YOUR GOAL
Update the text on Rome as the harlot, starting at "This example was" and ending at "she is Antichrist.", and replace "Reformation" with "Protestant Reformation".

SUPPLIED TEXT
▬▬▬
Is Not Rome the Harlot? Study
No. 248
I |
n spite of the overwhelming
consensus of persecuted Christians for many hundreds of years, some today are
questioning whether or not the Roman Catholic Church is the great whore of
Revelation. The historical proof is
compelling. Let’s look at what the
Waldenses and others have said.
“Now it is certain, first, that since the tenth century, wherein
Arnulphus, Bishop of Orleans, called the Pope Antichrist, in a full Council at
Rheims, nothing has been more ordinary than to give him this title. The
Antipopes of the eleventh century very lavishly bestowed it upon one another.
This example was followed in the twelfth century, and has never since been
discontinued till the time of the Reformation; a vast number of writers having
set themselves against the Pope and the Papacy, openly proclaiming him to be
the Antichrist, and his Church the Great Whore, and Mystical Babylon” (Peter
Allix, The Ecclesiastical History of the Ancient Churches of Piedmont and of
the Albigenses, I, 1692, 1821 edition, p. 281).
“The result of our examination
is the solemn conviction . . . that the Romish, so far from being the true
church, is the bitterest foe of all true churches of Christ — that she
possesses no claim to be called a Christian Church — but, with the long line of
corrupt and wicked men who have worn her triple crown, that she is Antichrist.
. . . This identity of papal Rome with antichrist was maintained by Luther,
Melancthon, Calvin, and all the continental reformers; by Latimer . . . and all
the British reformers: by the illustrious Sir Issac Newton, Mede, Whiston,
Bishop Newton, Lowth, Daubuz, Jurieu, Vitringa, Bedell, and a host of equally
pious, illustrious, and learned names. The same testimony has been borne in the
authorized doctrinal standards of the Episcopal, Presbyterian, Lutheran,
Methodist, Baptist, and other churches both of Europe and America. The same
doctrine is still taught in the theological school of Geneva by the illustrious
D’Aubigne and Gaussen, and with but here and there a solitary exception, by all
the most learned professors and clergymen of the present day, connected with
the various evangelical denominations of Protestant Christians” (John Dowling, The
History of Romanism, 2nd edition, 1852, pp. 646-647).
“Tergandus, [Ninth Century] Bishop of Treves, called the Pope
Antichrist, yea, a wolf, and Rome, Babylon” (Martyrs Mirror, 5th English
edition, p. 240).
“Arnulphus, [Tenth Century] Bishop of Orleans, who had the greatest
reputation of any man of his time, solidly maintained, from the canons and
customs of the Church, that the Pope’s sentence was not to be waited for in
that case . . . ‘To desire an answer
from him, is to consult the stones . . . . Who do you think that man is, who
sits in his high chair? he is, answers he, the Antichrist, who sits in the
temple of God, and shews himself as God.’ And the rest of his discourse is a
sufficient evidence that he took the Pope to be the Antichrist, and that he
acknowledged that the mystery of iniquity was then coming in upon the Church”
(Allix, p. 199).
▬▬▬
[Coordinate labeling data]

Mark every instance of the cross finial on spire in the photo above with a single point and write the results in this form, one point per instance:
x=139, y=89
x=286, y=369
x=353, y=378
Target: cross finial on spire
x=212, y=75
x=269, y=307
▬▬▬
OUTPUT
This example was followed in the twelfth century, and has never since been
discontinued till the time of the Protestant Reformation; a vast number of writers having
set themselves against the Pope and the Papacy, openly proclaiming him to be
the Antichrist, and his Church the Great Whore, and Mystical Babylon” (Peter
Allix, The Ecclesiastical History of the Ancient Churches of Piedmont and of
the Albigenses, I, 1692, 1821 edition, p. 281).
“The result of our examination
is the solemn conviction . . . that the Romish, so far from being the true
church, is the bitterest foe of all true churches of Christ — that she
possesses no claim to be called a Christian Church — but, with the long line of
corrupt and wicked men who have worn her triple crown, that she is Antichrist.